Work task:
Copy out, from the entries below, each line that holds the string "target".

Extracted information:
● ● ● ●
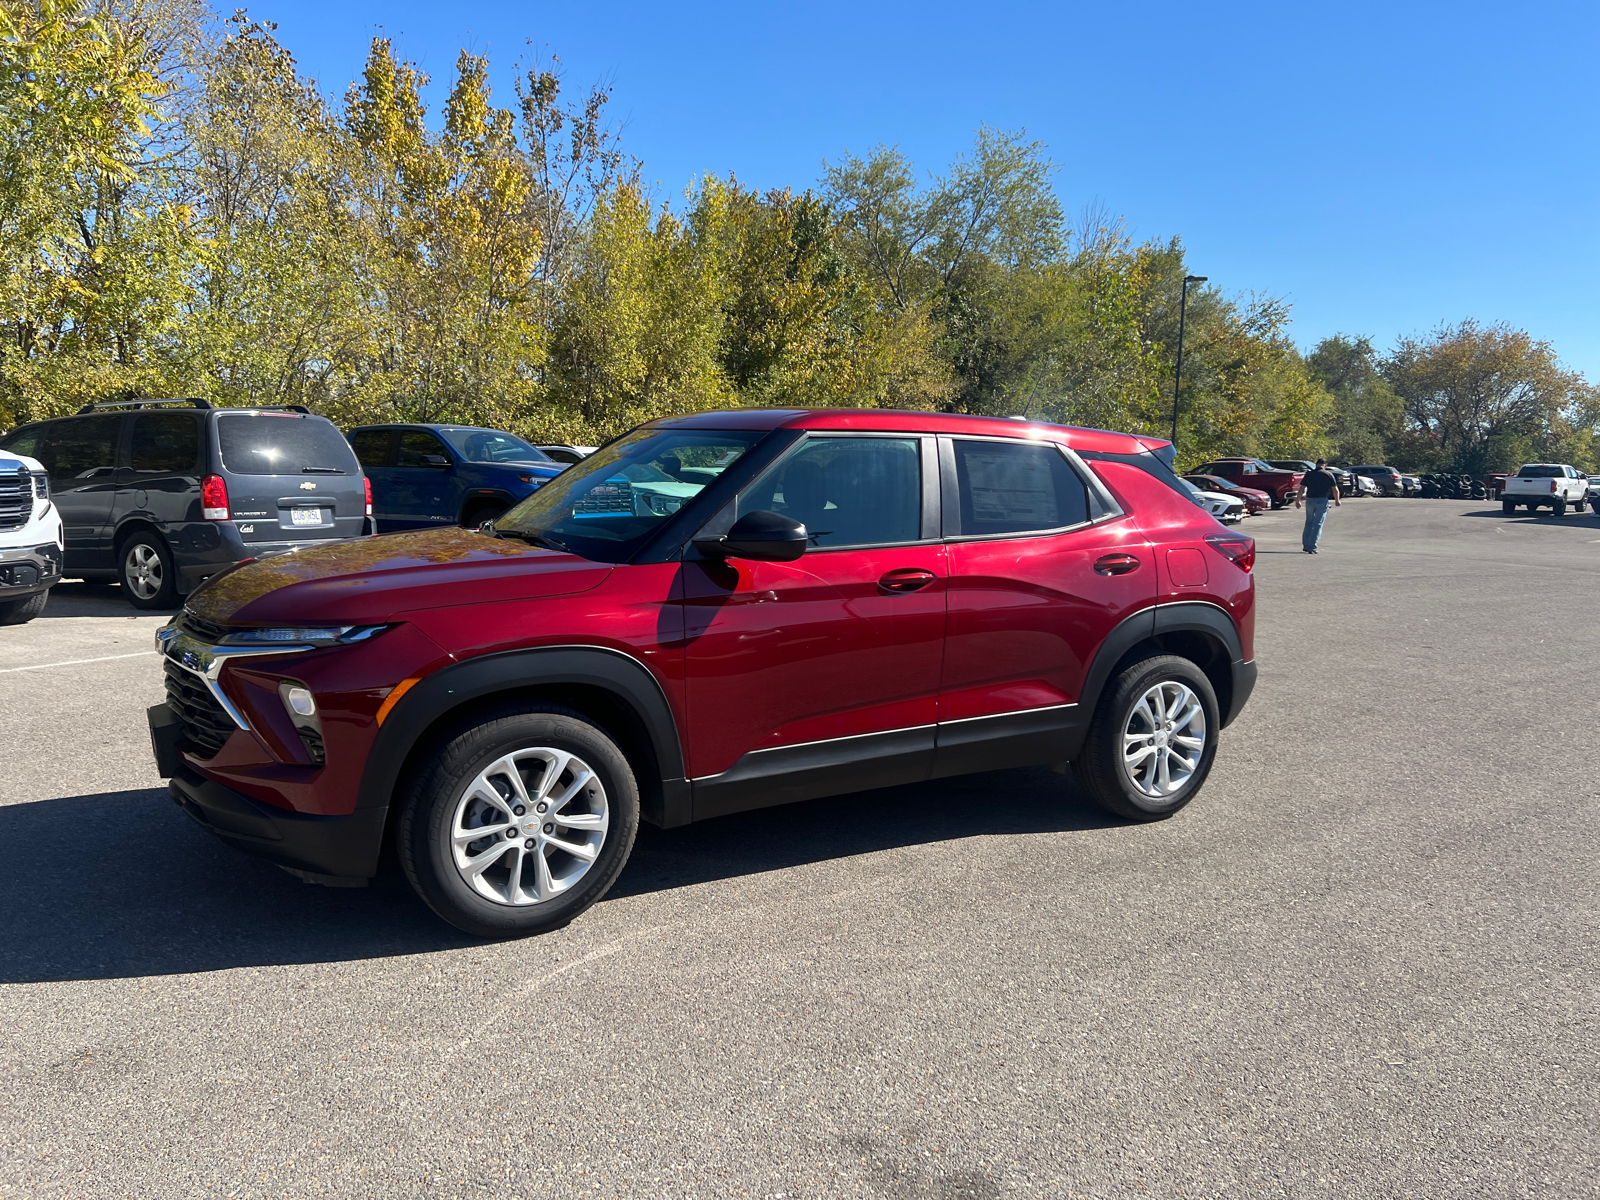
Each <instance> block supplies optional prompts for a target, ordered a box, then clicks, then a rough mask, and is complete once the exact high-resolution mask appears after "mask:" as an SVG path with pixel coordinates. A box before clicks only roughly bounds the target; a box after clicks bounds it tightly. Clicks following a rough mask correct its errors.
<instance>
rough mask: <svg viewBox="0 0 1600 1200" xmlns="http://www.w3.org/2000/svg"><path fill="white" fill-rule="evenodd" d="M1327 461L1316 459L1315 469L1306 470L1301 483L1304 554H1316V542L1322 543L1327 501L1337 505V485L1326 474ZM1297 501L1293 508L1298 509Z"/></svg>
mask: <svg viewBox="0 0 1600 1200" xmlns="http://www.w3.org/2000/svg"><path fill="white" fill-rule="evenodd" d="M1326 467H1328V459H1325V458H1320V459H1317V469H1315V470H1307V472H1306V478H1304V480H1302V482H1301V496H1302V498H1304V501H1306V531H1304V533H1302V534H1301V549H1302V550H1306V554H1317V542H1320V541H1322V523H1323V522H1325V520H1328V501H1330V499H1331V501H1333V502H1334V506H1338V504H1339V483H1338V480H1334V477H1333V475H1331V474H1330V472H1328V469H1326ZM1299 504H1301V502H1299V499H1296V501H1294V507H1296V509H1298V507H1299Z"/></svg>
● ● ● ●
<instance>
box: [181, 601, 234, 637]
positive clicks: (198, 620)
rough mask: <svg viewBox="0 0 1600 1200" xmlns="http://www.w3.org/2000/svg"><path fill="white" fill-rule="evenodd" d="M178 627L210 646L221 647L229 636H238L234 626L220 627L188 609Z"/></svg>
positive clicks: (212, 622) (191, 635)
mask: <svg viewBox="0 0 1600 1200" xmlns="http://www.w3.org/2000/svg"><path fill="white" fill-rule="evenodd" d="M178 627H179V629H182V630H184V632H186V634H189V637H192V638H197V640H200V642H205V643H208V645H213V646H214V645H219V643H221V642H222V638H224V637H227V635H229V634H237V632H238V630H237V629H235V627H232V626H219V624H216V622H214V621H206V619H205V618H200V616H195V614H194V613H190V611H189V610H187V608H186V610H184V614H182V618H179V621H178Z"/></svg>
● ● ● ●
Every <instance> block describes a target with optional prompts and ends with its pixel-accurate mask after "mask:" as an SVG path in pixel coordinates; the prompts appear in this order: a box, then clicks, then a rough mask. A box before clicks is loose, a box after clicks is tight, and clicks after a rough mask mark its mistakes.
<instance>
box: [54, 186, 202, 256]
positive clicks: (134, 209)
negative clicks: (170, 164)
● ● ● ●
The answer:
Each <instance> block supplies optional prompts for a target, ordered a box, then clicks, then a rough mask, and is complete once the exact high-resolution mask appears after "mask:" as an SVG path with pixel coordinates. A box before clicks only roughly bounds the target; a box after clicks bounds it tightly. Clicks following a rough mask correct its errors.
Every <instance> block describes a target with optional prompts and ends with its pixel-accurate mask after "mask:" as an SVG path in pixel coordinates; the prompts appear in this order: a box, then clicks, then a rough mask. A box before clicks is loose, a box after clicks is tight, and clicks after a rough mask mark its mistakes.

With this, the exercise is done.